*Фрагмент страницы*:
++++++++

Уже более месяца я заведую анатомическим музеем и кафедрой анатомии медицинского института. Я привожу музей в порядок, располагая препараты так, чтобы иллюстрировать эволюционную теорию Дарвина.
Вместе с другими профессорами мединститута я осмотрел недавно помещение химического корпуса, где расположены почти все кафедры медицинского института. Всё оказалось в идеальном порядке. Выяснилось, что медицинский институт может с осени возобновить свою работу. Не прошло и трёх дней после этого осмотра, как дирекция Мединститута получила от немецкого командования предписание освободить в течение 48 часов помещение химического корпуса. Немцы предполагали вселить туда какое-то важное учреждение, чуть ли не какой-то штаб. Началась вакханалия. Всех работников университета, как служителей, так и профессоров, согнали в химический корпус для переноски имущества в Дом государственной промышленности. В виду спешки имущество выбрасывалось в полном беспорядке. Люди наступали на стеклянные приборы, брошенные на пол, давили градуированные пипетки и термометры. Некоторые Служители крали всё ценное и были более заняты набиванием себе карманов, чем переносом предметов. Погибло огромное количество ценнейших приборов. Всё это перевозилось на телегах и сбрасывалось около Дома государственной промышленности. Помещение, отведённое в этом доме, не запиралось и в него легко было проникнуть через окна. Одна ассистентка заходит в комнаты, где было сложено имущество кафедры физики и застаёт внутри комнаты немцев, влезших туда через окна. Словом, от огромного и ценного имущества медицинского института в течение нескольких дней почти ничего не осталось. Любопытнее всего то, что немцы так и не вселились в химический корпус. Здание стоит пустым. Стоило производить разгром ценнейшего имущества? Когда представитель университета обратился в немецкую комендатуру с вопросом, зачем всё это было сделано, ему ответили: «Что делать? — Война!» Это, конечно, лишь отговорка. Не было никакой нужды в том, чтобы уничтожать имущество медицинского института.
29 августа.
Доцент Н. А. Золотова рассказала мне, что один из её знакомых, профессор Воронежского университета имел сына, страдавшего болезнью Литля (спастическим параличем). Немцы приказали ему покинуть город, но не разрешили эвакуировать больного сына. Наряду с прочими больными они расстреляли этого мальчика.
* * *
Немцы арестовали обербургомистра, профессора Крамаренко и ряд районных бургомистров. Говорят, что причина арестов — крупные взятки, которые брали все эти чиновники. За деньги или за продукты можно было освободиться от принудительной посылки на работы в Германию, от рытья окопов и т. д. Украинские националисты, выдвинутые на видные посты, оказались взяточниками и воришками. Говорят, что немцы их расстреляли. Если это верно, то жалеть о такой мрази не приходится.

++++++++

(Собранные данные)
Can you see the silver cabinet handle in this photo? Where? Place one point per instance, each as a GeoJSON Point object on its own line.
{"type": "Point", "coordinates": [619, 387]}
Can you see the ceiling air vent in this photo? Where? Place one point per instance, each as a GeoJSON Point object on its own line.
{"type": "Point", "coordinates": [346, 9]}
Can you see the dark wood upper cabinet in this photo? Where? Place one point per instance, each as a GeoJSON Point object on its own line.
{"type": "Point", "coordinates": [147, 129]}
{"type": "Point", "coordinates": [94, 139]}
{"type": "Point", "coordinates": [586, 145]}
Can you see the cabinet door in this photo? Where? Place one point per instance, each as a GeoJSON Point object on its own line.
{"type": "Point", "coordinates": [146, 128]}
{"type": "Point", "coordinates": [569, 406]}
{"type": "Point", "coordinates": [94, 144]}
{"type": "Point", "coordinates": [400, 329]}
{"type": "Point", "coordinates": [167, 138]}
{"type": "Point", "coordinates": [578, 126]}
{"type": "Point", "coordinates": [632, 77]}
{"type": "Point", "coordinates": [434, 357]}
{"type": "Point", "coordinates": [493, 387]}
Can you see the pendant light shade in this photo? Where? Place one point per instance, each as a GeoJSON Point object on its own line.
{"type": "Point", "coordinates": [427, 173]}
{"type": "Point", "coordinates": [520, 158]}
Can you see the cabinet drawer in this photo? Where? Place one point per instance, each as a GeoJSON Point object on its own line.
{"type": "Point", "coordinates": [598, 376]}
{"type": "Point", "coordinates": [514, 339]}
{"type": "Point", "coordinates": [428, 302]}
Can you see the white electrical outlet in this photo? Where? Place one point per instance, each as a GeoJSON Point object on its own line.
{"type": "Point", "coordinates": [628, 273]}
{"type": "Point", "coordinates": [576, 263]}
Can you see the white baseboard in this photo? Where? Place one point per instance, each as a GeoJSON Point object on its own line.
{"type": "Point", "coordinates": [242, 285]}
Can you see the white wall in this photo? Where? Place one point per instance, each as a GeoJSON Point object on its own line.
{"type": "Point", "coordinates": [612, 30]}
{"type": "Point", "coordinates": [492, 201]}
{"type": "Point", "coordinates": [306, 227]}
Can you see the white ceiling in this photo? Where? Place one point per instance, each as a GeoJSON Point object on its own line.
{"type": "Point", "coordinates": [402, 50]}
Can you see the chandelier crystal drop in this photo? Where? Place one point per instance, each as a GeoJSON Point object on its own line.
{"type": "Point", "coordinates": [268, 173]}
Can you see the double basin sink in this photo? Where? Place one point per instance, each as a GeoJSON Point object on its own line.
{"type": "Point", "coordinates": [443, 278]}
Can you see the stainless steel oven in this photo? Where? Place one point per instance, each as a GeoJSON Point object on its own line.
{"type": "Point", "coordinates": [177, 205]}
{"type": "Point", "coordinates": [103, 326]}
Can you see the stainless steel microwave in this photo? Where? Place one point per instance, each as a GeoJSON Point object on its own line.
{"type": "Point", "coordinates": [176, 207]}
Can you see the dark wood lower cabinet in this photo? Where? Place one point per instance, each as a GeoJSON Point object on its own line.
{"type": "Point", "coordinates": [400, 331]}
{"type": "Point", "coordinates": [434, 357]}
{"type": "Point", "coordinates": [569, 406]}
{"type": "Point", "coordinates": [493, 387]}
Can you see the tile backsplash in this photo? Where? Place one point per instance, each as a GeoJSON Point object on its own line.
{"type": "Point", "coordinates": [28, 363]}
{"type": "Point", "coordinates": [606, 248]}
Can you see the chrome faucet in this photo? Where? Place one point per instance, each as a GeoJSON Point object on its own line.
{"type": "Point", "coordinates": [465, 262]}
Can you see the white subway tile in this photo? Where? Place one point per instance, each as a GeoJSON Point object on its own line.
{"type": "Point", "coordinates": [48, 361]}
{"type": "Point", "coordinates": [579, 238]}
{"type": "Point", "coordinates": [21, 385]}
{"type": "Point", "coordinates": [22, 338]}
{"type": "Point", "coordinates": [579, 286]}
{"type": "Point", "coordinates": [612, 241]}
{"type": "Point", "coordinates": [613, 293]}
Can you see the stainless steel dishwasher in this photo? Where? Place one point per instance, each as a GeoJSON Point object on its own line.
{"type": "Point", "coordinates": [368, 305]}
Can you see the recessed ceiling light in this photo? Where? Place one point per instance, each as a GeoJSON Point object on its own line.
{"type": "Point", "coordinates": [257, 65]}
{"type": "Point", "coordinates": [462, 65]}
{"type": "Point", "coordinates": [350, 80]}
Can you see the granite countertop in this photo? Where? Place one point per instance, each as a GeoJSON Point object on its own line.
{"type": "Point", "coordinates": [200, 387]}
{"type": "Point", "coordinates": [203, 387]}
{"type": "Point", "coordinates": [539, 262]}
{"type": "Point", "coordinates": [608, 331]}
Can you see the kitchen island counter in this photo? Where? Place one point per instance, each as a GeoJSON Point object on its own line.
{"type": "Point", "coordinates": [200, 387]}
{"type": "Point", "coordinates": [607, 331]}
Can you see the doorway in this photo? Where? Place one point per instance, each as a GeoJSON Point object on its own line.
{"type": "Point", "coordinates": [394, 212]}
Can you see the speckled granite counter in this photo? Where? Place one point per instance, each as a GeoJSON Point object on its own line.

++++++++

*Задание*: Перепишите из фрагмента страницы всё, начиная со слов «Доцент Н. А.» и вплоть до слов «мрази не приходится.», заменив «обербургомистра» на «главу города».

*Ожидаемый результат*:
Доцент Н. А. Золотова рассказала мне, что один из её знакомых, профессор Воронежского университета имел сына, страдавшего болезнью Литля (спастическим параличем). Немцы приказали ему покинуть город, но не разрешили эвакуировать больного сына. Наряду с прочими больными они расстреляли этого мальчика.
* * *
Немцы арестовали главу города, профессора Крамаренко и ряд районных бургомистров. Говорят, что причина арестов — крупные взятки, которые брали все эти чиновники. За деньги или за продукты можно было освободиться от принудительной посылки на работы в Германию, от рытья окопов и т. д. Украинские националисты, выдвинутые на видные посты, оказались взяточниками и воришками. Говорят, что немцы их расстреляли. Если это верно, то жалеть о такой мрази не приходится.